◆ Quoted passage ◆
PROVIDENCE, R.I. [Brown University] — It’s been a year since most live music venues went dark to stem the spread of novel coronavirus — and performers and audiences alike are beginning to realize they miss more than just the music.
“I miss the community aspect of it,” said Enongo Lumumba-Kasongo, a rapper and postdoctoral research fellow in international humanities with Brown University’s Department of Music. “I miss interacting with the crowd in real time, actually seeing how they’re responding to my words and gestures. And I miss being in the audience, dancing along with other people and moving around venues to find the best view of the stage.”
For the first nine months of the pandemic, Lumumba-Kasongo — who raps under the pseudonym Sammus — felt unable to replicate the heady experience of a live show on virtual platforms. But then came November 2020, when Providence musician and filmmaker B. Dolan invited her to perform as part of a concert in Minecraft — the ubiquitous virtual world sandbox game where players build alternate realities or reconstruct favorite real-life locations.
“I felt like I was really in a performance space in a way that I hadn’t felt with all the Zoom live-streamed performances I’d done in the spring and summer,” she said. “You can ‘see’ other people, you can ‘stand’ next to them, you can ‘dance’ with them and see them respond in real time. I knew instantly that I wanted to see more of these kinds of shows.”
This spring, Lumumba-Kasongo is teaming with the Brown Arts Initiative, Dolan and musicians on and off campus to present a series of Minecraft concerts open to the University community and the public. Performers include Brown and Rhode Island School of Design students, popular Ocean State acts and other musicians from across the country. Concertgoers can choose to participate in Minecraft or watch the livestream on YouTube or Twitch.
The concerts, which kick off on Saturday, March 27, are intended to provide a respite from Zoom, said Sophia LaCava-Bohanan, assistant director for programs at the BAI.
“Students at Brown were very interested in exploring alternative ways to host online events this semester,” LaCava-Bohanan said. “Earlier this winter, they mentioned a few different gaming platforms they thought might work. I reached out to Enongo for her thoughts, because I knew her to be an avid gamer.”

◆ Provided information ◆
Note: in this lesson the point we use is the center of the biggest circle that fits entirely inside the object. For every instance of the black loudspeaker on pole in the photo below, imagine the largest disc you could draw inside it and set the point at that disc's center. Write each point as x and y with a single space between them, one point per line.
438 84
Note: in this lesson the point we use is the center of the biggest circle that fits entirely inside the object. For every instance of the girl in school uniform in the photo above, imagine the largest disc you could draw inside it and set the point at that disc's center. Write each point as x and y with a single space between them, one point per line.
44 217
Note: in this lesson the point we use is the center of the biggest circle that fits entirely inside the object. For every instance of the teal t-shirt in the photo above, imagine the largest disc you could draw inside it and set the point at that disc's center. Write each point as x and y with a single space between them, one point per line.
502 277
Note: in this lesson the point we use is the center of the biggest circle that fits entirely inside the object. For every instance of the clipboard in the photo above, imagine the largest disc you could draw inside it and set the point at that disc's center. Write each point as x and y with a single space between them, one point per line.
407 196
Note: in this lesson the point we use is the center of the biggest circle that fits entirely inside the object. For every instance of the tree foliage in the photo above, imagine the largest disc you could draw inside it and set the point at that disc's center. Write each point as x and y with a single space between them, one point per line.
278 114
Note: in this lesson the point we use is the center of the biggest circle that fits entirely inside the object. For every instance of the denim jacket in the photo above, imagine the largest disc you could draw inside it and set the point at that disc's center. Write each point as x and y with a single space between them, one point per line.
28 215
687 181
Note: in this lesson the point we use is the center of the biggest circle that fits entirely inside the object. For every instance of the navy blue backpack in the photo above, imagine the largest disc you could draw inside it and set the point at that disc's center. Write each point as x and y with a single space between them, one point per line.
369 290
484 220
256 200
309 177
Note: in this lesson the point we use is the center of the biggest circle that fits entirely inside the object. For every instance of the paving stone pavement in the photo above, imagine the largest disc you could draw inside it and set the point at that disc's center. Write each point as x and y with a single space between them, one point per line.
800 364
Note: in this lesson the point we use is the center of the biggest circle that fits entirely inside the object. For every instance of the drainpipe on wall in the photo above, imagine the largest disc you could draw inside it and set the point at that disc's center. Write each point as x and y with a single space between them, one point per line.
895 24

◆ What needs to be done ◆
Copy the article on the Minecraft concerts starting at "This spring, Lumumba-Kasongo" and ending at "at the BAI.", switching "livestream" to "broadcast".

◆ Solution to the problem ◆
This spring, Lumumba-Kasongo is teaming with the Brown Arts Initiative, Dolan and musicians on and off campus to present a series of Minecraft concerts open to the University community and the public. Performers include Brown and Rhode Island School of Design students, popular Ocean State acts and other musicians from across the country. Concertgoers can choose to participate in Minecraft or watch the broadcast on YouTube or Twitch.
The concerts, which kick off on Saturday, March 27, are intended to provide a respite from Zoom, said Sophia LaCava-Bohanan, assistant director for programs at the BAI.